TASK STATEMENT ▸ Please return each record below exactly, with nothing left out.
-- SOURCE DATA follows --
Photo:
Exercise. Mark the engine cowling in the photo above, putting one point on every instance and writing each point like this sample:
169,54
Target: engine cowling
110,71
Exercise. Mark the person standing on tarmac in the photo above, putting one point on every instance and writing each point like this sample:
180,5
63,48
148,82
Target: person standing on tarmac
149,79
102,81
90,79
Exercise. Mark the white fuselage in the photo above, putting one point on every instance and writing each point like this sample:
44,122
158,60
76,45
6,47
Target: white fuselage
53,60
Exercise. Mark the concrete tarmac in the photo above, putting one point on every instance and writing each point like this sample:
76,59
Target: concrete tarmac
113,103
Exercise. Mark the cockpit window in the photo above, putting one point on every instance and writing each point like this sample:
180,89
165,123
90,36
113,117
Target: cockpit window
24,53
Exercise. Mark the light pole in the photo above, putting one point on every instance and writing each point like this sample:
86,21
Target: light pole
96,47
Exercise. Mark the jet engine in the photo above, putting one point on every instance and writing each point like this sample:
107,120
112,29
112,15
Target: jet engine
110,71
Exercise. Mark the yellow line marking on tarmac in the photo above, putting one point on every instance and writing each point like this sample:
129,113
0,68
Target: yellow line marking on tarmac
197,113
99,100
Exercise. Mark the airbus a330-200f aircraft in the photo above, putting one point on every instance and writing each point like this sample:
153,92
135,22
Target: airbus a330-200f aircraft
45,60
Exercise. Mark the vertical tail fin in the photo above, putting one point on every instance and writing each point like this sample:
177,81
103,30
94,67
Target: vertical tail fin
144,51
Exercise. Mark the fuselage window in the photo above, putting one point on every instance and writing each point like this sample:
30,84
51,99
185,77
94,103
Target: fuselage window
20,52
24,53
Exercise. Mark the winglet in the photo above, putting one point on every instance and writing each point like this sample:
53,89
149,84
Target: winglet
-- SOURCE DATA concluded --
SOLUTION TO THIS EXERCISE ▸
Photo:
Exercise. Mark the engine cowling in the photo above, putting one point on every instance and writing each point like this sample:
169,54
Target: engine cowling
110,71
Exercise. Mark the person standing on tarmac in the photo above, putting one point on every instance and writing each point like this sample:
180,5
63,48
148,82
Target: person standing on tarmac
149,79
102,81
90,79
Exercise. Mark the white fuselage in the photo above, putting one point on every instance and writing each point like this sample:
44,122
158,60
76,45
6,47
Target: white fuselage
53,60
Exercise. Mark the concrete tarmac in the photo above, putting one point on every instance and writing each point like this sample:
76,59
Target: concrete tarmac
113,103
Exercise. Mark the cockpit window in the photo above, putting one point on every instance and writing each point like this sample:
180,89
165,123
90,36
113,117
Target: cockpit window
24,53
Exercise. Mark the light pole in the photo above, putting one point on every instance and writing each point like this sample:
86,21
Target: light pole
96,47
Exercise. Mark the jet engine in the photo above, putting one point on every instance and writing each point like this sample:
107,120
112,29
112,15
Target: jet engine
110,71
Exercise. Mark the yellow line marking on tarmac in the photo above, putting one point on every instance and writing each point like this sample:
129,113
0,68
Target: yellow line marking on tarmac
197,113
99,100
Exercise. Mark the airbus a330-200f aircraft in the photo above, putting one point on every instance and writing each point like this sample:
153,92
135,22
Target: airbus a330-200f aircraft
45,60
Exercise. Mark the vertical tail fin in the photo above, putting one point on every instance and writing each point like this sample:
177,81
103,30
94,67
Target: vertical tail fin
144,51
Exercise. Mark the fuselage window in the photo above, putting one point on every instance and writing each point like this sample:
30,84
51,99
185,77
94,103
Target: fuselage window
20,52
24,53
Exercise. Mark the winglet in the photo above, putting one point on every instance and writing each point like this sample:
53,89
149,84
Target: winglet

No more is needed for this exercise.